### [TEXTE FOURNI]

▼

Quand la mort prématurée d’un personnage est susceptible de poser un gros souci scénaristique, il existe selon moi trois méthodes pour l’éviter : 1° un deus ex machina lui sauve la vie in extremis, arbitraire et frustrant pour les joueurs ; 2° l’avoir conçu suffisamment fort pour résister à n’importe quelle attaque des Héros, ce qui peut éventuellement se justifier en terme de règles sans avoir à tricher, mais frustra quand même les joueurs ; 3° éviter aux joueurs d’avoir des raisons de vouloir le tuer, ou de leur donner des raisons pour devoir le maintenir en vie. Car une fois que l’intention d’éliminer un protagoniste est née, il devient très difficile de la réfréner. Du reste, le scénario doit pouvoir continuer à se dérouler tout en restant focalisé sur l’objectif initial avec ou sans les protagonistes qui gravitent autour des Héros. Combien de MJ n’ont pas été pris au dépourvu par une mort inopinée ?
3.1.2. Aiguiser les seconds couteaux
Certains figurants peuvent avoir l’étoffe de personnages principaux (PP). Nous l’avons vu, les joueurs amorceront eux-mêmes un changement de statut chez un personnage qu’ils affectionnent particulièrement, ou dont ils apprécient un trait de caractère (comme le fait d’être bon buveur). Il arrive donc parfois que des personnages de prime abord sans importance se retrouvent embrigadés par les Héros dans une intrigue qui ne les concernait jusqu’alors pas, mais qui va leur permettre de se hisser eux-mêmes au rang de protagoniste.
Lorsque l’histoire commence, le capitaine Galant vient d’engager des matelots peu expérimentés, dont il confie l’apprentissage aux Héros. À la base, ces personnages sont très peu décrits, mais il ne tient qu’aux joueurs de leur accorder une importance de premier plan et de les mêler plus activement dans l’intrigue. Lors de mes parties, il n’a pas été rare de les voir utiliser comme espions ou trouble-fête.
Afin d’encourager les joueurs à faire vivre leur matelot attitré, j’ai prévu trois éléments : 1° la perspective de les personnaliser et d’inscrire leurs caractéristiques et spécificités sur une mini-fiche ; 2° un trait de caractère secret déterminé aléatoirement (dont les joueurs ignorent la nature), cela donne une touche de mystère au matelot et permet de surprendre les joueurs par une réaction inattendue ; 3° la possibilité de les faire évoluer en dépensant des points d’expérience (ceux du Héros) : puisqu’ils passent ainsi du grade de « matelot » à celui de « marin », leurs caractéristiques et compétences de base augmentent de niveau.

▲

### [DONNÉES FOURNIES]
▼

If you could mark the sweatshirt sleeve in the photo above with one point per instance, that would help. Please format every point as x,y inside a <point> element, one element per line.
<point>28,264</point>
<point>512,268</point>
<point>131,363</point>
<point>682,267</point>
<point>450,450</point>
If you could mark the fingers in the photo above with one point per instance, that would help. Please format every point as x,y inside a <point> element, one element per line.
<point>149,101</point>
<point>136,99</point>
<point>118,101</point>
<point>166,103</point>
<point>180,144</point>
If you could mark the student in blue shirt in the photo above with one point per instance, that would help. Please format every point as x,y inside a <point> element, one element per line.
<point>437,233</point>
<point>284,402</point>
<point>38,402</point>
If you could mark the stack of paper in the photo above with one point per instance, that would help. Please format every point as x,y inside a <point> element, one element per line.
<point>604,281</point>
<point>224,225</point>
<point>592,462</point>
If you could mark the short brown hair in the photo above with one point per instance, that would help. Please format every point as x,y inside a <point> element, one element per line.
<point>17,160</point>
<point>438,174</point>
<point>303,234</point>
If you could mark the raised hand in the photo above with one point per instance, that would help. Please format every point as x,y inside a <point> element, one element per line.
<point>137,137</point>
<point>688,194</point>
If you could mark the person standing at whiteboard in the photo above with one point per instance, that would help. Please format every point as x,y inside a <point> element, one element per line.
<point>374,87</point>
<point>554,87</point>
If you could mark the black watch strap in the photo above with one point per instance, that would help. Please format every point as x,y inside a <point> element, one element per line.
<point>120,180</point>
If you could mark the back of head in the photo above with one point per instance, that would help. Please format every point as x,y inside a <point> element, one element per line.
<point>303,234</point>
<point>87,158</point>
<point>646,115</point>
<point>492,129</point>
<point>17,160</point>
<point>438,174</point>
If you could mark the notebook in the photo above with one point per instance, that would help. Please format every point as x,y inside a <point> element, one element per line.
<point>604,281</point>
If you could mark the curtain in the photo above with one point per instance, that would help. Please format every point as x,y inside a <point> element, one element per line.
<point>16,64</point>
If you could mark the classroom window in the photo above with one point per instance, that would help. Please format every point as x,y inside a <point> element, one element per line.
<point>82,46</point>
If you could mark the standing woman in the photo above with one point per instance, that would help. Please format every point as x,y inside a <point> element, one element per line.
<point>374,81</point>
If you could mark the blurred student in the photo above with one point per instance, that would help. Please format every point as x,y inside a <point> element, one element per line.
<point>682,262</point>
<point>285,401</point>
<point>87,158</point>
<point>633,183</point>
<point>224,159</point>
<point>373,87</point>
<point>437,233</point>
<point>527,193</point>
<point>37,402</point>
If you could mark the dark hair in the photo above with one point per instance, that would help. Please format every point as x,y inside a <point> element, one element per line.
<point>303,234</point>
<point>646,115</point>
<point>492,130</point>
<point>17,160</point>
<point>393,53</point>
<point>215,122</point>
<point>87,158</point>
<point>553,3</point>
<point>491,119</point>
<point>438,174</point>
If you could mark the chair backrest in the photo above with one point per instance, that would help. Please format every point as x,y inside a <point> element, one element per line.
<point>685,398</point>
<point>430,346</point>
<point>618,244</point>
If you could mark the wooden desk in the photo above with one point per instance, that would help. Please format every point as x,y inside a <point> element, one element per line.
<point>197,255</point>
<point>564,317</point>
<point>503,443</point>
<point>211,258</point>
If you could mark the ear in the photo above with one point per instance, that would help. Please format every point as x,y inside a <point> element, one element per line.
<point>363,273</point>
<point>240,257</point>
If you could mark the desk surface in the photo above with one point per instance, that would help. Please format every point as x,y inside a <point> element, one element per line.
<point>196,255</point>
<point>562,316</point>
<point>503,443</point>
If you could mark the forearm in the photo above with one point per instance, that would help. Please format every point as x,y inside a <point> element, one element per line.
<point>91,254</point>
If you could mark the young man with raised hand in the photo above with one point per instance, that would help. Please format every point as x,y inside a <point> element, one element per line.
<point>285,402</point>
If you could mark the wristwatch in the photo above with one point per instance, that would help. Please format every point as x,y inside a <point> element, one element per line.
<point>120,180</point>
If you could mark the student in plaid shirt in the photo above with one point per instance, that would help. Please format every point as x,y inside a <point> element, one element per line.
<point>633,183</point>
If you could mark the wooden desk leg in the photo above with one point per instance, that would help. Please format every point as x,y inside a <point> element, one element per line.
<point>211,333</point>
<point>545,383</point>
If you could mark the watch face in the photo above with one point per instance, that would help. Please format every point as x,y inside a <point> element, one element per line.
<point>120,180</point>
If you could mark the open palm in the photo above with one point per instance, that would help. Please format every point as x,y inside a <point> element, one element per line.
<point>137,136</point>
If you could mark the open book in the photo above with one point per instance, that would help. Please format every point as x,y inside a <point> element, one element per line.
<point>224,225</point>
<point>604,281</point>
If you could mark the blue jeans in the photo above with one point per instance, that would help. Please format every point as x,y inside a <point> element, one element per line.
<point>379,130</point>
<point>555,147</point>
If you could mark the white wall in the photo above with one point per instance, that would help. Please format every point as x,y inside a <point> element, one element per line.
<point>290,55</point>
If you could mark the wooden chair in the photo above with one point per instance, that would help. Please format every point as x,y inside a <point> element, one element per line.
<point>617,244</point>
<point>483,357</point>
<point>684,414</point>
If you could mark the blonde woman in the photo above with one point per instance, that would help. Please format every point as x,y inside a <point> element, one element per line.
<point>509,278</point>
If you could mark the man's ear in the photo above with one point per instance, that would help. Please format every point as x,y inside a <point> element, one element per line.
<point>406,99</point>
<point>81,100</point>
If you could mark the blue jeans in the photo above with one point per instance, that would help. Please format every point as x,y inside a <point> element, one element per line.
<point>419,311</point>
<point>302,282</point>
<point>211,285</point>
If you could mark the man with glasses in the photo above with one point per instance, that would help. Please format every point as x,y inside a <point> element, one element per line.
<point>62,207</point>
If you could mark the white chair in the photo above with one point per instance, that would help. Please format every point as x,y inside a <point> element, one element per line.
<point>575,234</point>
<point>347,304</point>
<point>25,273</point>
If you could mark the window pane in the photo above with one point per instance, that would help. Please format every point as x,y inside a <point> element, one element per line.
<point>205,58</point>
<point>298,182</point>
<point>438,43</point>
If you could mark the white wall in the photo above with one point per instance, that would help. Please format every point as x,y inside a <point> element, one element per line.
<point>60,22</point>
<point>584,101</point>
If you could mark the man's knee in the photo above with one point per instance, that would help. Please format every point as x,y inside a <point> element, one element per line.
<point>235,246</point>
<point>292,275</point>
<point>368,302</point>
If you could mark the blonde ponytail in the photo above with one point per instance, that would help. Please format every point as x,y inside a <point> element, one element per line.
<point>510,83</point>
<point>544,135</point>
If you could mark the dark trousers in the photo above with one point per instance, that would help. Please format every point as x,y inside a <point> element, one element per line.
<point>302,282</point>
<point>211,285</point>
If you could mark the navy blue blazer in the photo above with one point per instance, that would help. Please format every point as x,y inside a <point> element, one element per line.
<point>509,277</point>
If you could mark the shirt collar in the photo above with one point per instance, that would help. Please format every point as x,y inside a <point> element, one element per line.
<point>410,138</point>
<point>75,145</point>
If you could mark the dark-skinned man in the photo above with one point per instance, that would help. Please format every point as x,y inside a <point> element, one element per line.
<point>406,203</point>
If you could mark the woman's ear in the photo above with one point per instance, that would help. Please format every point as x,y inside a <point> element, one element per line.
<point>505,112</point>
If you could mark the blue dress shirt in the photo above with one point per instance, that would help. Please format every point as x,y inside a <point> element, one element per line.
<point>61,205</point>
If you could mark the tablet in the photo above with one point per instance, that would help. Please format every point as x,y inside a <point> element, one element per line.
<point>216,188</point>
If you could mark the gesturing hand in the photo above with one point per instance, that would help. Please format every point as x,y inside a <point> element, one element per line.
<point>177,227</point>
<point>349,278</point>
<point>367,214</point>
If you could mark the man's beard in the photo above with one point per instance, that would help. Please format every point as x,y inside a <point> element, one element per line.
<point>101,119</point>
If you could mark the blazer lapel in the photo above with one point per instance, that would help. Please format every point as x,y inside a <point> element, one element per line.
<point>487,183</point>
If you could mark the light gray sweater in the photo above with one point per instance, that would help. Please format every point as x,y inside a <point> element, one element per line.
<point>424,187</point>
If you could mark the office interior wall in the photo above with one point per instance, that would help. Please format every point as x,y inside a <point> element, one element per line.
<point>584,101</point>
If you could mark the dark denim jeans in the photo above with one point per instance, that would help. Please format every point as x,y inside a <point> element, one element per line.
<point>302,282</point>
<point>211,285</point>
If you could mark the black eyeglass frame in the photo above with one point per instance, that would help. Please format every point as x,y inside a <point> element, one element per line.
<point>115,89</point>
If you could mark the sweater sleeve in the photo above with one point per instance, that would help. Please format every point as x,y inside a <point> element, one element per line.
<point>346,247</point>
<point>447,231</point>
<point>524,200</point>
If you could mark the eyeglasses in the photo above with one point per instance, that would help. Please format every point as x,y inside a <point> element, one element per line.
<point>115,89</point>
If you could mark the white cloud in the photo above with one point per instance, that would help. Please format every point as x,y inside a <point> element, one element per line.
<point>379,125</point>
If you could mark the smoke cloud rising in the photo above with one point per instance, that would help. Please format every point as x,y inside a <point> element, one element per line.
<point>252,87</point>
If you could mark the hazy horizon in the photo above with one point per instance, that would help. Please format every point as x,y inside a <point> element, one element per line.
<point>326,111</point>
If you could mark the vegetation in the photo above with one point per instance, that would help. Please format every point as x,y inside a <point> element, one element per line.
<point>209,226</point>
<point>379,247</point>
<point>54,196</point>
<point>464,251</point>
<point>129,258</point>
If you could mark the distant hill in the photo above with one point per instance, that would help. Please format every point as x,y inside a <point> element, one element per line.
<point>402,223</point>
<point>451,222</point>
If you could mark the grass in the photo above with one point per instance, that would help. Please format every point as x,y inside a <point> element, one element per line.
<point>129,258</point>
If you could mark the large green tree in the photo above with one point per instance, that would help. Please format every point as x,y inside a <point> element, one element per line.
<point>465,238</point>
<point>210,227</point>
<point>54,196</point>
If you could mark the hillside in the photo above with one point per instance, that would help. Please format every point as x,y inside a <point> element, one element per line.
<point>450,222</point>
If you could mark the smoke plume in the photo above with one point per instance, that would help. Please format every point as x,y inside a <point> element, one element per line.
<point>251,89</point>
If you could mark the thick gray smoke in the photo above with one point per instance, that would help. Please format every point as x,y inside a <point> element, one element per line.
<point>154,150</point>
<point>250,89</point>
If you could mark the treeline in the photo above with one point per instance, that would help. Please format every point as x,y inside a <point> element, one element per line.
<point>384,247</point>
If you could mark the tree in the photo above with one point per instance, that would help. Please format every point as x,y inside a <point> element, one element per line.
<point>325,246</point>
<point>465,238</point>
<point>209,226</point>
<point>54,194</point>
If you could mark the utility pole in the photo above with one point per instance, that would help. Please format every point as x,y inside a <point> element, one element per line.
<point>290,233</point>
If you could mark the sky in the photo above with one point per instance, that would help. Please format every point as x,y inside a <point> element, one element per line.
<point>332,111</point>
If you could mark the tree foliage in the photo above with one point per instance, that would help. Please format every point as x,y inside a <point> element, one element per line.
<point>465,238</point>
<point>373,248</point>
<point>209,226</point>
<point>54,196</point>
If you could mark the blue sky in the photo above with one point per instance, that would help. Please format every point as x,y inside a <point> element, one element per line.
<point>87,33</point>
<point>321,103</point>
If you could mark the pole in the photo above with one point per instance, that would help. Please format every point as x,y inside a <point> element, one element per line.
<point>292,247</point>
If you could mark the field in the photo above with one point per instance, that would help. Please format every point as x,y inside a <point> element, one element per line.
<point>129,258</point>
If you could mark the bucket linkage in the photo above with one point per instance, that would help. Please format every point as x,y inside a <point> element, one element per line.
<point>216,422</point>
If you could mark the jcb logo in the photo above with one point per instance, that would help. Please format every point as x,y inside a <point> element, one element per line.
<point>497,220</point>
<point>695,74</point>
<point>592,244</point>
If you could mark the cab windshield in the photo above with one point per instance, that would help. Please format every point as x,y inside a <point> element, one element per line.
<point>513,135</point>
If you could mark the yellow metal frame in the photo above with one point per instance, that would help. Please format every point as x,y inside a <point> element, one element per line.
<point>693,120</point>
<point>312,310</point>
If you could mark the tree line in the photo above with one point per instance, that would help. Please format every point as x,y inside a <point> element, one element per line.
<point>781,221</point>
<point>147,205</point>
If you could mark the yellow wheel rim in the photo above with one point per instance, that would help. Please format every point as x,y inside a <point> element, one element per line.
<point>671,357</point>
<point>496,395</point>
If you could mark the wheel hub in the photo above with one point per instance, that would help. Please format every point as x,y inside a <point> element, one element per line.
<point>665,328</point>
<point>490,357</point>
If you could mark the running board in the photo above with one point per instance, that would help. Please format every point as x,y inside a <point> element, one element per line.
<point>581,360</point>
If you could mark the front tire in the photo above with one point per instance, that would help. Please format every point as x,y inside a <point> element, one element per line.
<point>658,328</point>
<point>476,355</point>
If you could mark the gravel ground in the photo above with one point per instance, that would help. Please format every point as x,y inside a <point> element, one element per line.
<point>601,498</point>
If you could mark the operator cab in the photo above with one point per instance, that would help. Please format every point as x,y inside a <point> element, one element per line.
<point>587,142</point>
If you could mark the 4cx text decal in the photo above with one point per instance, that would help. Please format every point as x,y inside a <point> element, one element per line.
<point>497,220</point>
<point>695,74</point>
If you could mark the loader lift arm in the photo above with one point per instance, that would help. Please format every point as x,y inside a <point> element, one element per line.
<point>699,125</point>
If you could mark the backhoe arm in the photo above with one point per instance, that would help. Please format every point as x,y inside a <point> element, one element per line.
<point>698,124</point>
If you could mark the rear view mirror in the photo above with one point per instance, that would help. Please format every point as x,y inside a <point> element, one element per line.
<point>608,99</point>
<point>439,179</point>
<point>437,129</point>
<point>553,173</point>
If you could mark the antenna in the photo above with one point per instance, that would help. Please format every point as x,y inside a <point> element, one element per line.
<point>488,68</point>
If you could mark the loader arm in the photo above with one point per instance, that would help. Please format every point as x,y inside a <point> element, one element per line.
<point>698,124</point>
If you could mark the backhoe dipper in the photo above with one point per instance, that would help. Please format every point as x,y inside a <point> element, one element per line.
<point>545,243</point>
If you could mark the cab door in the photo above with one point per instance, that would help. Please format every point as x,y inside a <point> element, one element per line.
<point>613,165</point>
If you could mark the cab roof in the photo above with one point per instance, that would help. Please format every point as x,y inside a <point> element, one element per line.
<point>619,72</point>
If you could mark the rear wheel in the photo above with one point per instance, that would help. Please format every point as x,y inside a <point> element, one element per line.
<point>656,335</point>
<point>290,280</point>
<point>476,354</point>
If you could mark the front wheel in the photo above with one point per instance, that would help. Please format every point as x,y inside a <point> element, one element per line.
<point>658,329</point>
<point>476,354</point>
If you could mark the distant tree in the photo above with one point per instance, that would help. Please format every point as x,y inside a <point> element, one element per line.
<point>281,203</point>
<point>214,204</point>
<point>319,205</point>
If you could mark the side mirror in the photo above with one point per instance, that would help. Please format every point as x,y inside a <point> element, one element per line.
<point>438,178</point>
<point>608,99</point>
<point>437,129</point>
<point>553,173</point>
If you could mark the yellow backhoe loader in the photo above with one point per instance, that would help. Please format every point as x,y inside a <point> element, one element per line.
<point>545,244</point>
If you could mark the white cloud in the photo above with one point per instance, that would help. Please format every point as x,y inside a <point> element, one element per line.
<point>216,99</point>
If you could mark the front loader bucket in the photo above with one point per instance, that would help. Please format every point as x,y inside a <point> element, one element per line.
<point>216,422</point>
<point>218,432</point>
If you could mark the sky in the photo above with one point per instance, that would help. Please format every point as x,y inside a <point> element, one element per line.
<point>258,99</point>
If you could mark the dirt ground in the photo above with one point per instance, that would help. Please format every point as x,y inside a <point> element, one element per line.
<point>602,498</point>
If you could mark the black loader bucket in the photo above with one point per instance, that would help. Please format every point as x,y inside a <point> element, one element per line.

▲

### [CONSIGNES ET EXIGENCES]
Transcrivez à l'identique le passage du texte fourni qui va de « Afin d’encourager les » jusqu'à « augmentent de niveau. » inclus.

### [RÉPONSE COMPLÈTE]
Afin d’encourager les joueurs à faire vivre leur matelot attitré, j’ai prévu trois éléments : 1° la perspective de les personnaliser et d’inscrire leurs caractéristiques et spécificités sur une mini-fiche ; 2° un trait de caractère secret déterminé aléatoirement (dont les joueurs ignorent la nature), cela donne une touche de mystère au matelot et permet de surprendre les joueurs par une réaction inattendue ; 3° la possibilité de les faire évoluer en dépensant des points d’expérience (ceux du Héros) : puisqu’ils passent ainsi du grade de « matelot » à celui de « marin », leurs caractéristiques et compétences de base augmentent de niveau.